◆ Directions for this task
Copy the lines below, starting at the line that contains "shirt in the photo above." and ending with the last line, keeping the requests unchanged. In the answers, multiply every x and y coordinate by 1.5 and round to a whole number, rounding halves up.

◆ Records for the exercise

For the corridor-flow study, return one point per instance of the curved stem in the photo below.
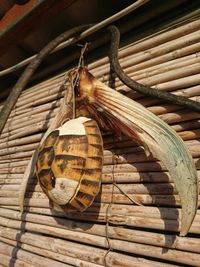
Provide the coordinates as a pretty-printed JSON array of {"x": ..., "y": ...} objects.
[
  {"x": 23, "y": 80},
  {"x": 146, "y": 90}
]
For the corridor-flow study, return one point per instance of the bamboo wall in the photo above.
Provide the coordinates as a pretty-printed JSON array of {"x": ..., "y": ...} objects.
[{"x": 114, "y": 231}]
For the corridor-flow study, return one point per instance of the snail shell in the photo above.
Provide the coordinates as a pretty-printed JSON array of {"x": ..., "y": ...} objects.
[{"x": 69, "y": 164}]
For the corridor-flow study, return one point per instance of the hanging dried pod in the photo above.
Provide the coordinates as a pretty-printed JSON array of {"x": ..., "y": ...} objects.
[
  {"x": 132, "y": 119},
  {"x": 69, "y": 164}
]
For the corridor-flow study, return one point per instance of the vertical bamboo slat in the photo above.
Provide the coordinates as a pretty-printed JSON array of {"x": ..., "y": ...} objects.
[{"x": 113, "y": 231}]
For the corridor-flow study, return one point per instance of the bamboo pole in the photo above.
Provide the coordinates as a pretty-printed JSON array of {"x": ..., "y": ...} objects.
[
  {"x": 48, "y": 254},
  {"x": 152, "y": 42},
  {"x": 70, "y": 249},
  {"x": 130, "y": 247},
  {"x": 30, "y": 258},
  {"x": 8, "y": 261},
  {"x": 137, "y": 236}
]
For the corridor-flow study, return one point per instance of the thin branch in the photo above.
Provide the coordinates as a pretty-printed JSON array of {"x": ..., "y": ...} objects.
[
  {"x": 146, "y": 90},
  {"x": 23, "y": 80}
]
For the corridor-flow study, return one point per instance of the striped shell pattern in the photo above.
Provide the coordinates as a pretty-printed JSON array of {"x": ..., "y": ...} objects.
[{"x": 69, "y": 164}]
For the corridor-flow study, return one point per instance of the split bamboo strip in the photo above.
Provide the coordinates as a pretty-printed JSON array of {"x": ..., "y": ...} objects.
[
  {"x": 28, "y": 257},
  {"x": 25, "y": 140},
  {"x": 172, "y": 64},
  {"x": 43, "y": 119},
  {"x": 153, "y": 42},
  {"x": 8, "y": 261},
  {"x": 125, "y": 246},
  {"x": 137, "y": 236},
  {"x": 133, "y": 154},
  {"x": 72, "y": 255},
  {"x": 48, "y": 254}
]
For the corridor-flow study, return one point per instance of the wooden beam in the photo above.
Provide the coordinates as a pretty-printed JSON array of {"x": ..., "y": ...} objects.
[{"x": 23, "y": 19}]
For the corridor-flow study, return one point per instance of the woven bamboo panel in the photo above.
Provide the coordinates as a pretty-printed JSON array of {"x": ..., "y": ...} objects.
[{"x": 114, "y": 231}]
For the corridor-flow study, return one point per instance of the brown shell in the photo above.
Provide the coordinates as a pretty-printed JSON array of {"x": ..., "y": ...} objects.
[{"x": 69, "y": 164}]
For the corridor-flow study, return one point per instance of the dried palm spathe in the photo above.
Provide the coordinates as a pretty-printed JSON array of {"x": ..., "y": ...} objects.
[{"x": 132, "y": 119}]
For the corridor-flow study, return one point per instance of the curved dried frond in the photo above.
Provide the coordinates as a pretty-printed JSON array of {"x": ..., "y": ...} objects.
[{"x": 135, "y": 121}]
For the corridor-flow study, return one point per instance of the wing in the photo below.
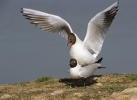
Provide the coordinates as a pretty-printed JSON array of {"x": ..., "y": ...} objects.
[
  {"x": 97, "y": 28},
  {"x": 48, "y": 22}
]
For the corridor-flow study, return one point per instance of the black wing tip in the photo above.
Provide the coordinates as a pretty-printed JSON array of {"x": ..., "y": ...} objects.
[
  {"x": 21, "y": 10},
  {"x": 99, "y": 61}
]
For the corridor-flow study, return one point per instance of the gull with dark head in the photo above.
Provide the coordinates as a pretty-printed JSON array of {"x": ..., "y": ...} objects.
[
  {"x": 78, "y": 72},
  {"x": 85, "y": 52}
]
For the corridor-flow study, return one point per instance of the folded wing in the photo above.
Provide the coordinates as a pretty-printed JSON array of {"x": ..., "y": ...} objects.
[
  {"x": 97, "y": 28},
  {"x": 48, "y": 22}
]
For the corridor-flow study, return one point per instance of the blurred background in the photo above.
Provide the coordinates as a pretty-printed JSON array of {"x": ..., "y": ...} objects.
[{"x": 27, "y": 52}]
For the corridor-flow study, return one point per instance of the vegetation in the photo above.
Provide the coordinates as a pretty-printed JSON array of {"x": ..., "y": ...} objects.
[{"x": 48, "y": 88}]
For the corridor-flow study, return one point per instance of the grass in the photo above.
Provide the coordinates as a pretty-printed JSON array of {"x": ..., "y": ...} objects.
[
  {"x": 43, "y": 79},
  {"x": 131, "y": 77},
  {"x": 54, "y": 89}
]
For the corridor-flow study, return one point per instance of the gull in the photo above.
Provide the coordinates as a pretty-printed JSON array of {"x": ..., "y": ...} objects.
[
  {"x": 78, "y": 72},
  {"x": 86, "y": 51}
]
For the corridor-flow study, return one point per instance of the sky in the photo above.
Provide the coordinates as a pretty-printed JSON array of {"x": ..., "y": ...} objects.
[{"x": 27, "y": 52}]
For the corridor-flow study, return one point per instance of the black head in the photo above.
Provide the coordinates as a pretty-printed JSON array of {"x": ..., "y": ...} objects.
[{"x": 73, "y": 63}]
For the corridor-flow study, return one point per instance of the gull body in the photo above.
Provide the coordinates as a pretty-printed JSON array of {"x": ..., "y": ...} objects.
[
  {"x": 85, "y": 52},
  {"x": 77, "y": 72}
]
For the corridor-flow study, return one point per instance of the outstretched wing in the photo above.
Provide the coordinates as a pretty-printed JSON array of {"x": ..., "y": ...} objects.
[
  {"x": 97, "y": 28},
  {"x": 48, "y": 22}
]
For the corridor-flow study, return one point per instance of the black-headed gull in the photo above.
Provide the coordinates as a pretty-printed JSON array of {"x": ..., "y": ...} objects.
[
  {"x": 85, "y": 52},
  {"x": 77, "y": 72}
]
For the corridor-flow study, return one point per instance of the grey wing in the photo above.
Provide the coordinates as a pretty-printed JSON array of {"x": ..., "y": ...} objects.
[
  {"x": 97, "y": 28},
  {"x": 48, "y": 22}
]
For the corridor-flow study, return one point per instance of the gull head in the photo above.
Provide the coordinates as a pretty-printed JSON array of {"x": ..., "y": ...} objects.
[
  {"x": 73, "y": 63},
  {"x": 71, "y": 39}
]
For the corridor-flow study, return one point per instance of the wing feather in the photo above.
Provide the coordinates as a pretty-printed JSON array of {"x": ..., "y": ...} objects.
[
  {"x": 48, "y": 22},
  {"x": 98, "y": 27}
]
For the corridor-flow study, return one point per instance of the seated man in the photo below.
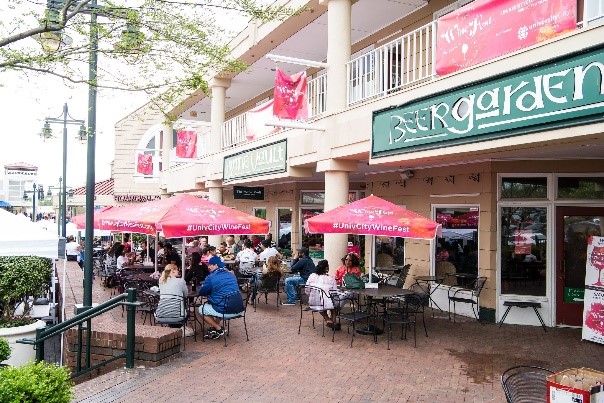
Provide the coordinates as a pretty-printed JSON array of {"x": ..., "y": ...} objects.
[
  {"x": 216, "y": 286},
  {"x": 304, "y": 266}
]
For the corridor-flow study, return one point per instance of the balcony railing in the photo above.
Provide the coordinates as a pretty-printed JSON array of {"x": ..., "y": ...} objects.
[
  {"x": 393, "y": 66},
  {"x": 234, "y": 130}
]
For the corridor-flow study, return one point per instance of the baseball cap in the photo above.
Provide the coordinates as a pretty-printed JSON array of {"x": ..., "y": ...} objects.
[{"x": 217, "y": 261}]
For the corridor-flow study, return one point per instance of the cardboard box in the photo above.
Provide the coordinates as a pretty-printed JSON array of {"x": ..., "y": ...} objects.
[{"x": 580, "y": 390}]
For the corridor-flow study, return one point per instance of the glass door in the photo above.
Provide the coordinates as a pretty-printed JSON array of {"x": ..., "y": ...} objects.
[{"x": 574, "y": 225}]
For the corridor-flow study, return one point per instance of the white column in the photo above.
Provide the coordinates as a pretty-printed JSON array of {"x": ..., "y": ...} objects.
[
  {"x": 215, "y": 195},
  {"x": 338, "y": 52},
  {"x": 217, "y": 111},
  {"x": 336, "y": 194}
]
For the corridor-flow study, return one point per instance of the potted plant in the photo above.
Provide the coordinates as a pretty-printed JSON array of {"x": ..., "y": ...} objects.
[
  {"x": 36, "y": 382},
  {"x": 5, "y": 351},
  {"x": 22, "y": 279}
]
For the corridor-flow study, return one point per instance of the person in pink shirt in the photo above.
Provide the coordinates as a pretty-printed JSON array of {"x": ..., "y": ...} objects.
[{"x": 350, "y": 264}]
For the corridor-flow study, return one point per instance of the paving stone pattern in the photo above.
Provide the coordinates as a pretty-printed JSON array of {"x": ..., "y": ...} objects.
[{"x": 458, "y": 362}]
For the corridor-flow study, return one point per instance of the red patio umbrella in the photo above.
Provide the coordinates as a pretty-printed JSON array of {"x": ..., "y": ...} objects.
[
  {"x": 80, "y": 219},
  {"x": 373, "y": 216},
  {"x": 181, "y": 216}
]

◆ Answer for this exercise
For the corridor-flow study, return one point per instance of the person in pink shirt in the photo above.
Provide the coordinates as a pretty-printed JSON array of {"x": ..., "y": ...} objects.
[{"x": 525, "y": 396}]
For the corridor-flow study, return one point per instance of the paving stone pattern in the photo above.
Provide the coordinates as a pretty-printed JSON array of {"x": ..., "y": ...} objects.
[{"x": 687, "y": 543}]
For the corridor-flow study, return one point per instance of the red patio umbrella in the photo above.
Provide the coordinates as a pretty-printed JSON array of {"x": ..., "y": ...} objects.
[
  {"x": 120, "y": 329},
  {"x": 560, "y": 324},
  {"x": 272, "y": 324}
]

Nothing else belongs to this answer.